What you have to do
An exact copy of the records is required, minus the pictures they hold.

*** Extracted data Section Begins ***

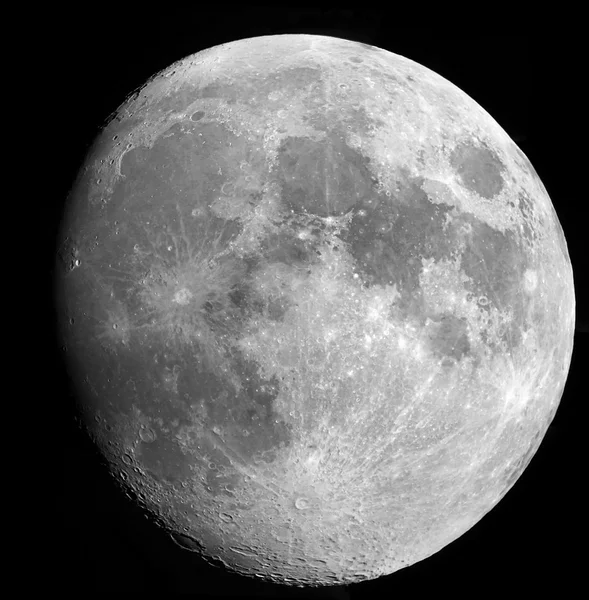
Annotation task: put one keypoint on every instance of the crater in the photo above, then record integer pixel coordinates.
(479, 169)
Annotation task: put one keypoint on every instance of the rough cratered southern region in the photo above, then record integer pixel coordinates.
(317, 304)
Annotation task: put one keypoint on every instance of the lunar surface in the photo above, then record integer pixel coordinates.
(317, 307)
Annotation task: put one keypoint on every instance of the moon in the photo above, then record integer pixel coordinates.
(317, 306)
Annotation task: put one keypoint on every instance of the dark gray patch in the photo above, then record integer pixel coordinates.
(449, 338)
(244, 414)
(367, 46)
(324, 178)
(495, 263)
(390, 236)
(164, 459)
(479, 169)
(527, 212)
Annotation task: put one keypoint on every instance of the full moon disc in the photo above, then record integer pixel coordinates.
(317, 307)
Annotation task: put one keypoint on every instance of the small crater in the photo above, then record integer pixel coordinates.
(187, 542)
(479, 168)
(147, 435)
(302, 503)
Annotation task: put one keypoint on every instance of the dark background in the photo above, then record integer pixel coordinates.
(89, 62)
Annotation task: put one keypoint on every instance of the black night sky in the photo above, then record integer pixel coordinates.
(99, 545)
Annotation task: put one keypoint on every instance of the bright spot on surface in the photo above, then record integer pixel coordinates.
(301, 503)
(182, 296)
(530, 280)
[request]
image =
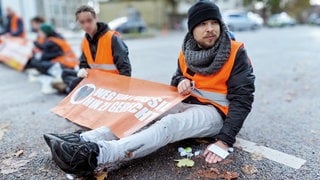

*** Extracted data Section Ends ***

Your response
Annotation task: put one keypoint on every instance of the crater in the photo above, then record integer pixel coordinates.
(479, 169)
Annotation task: put one keypoint on every instance of the rough cratered southern region in the photo above, then record integer pixel coordinates.
(317, 304)
Annotation task: put one keypoint on every instance of the lunar surface in the photo above, then record integer pixel coordinates.
(317, 307)
Annotation task: put one keypoint on every instance of the moon in the photo above, then record integer pixel coordinates.
(317, 306)
Annotation task: put one keypoint on every instance of the dark gray patch in the photo above, then record integer pixel coordinates.
(449, 338)
(244, 414)
(367, 46)
(324, 178)
(495, 263)
(390, 236)
(164, 459)
(479, 169)
(527, 212)
Annotation task: put one keypoint on every instance of the full moon disc in the photo above, then record integer pixel coordinates.
(317, 307)
Annotation task: put one keypoint on every instance of the small crater in the photo above, then record integer pixel coordinates.
(187, 542)
(479, 168)
(147, 435)
(302, 503)
Annotation task: put one keypoint on every instance of the dark background in the photo above, then record integer pixel coordinates.
(89, 62)
Annotation task: put one keypoint on every instance of the black night sky in the photo above, then record integer pixel coordinates.
(99, 545)
Annotation task: put one keypoint on every instance of the bright spot on surface in the photo above, then record integer pixel coordinates.
(301, 503)
(182, 296)
(530, 280)
[request]
image =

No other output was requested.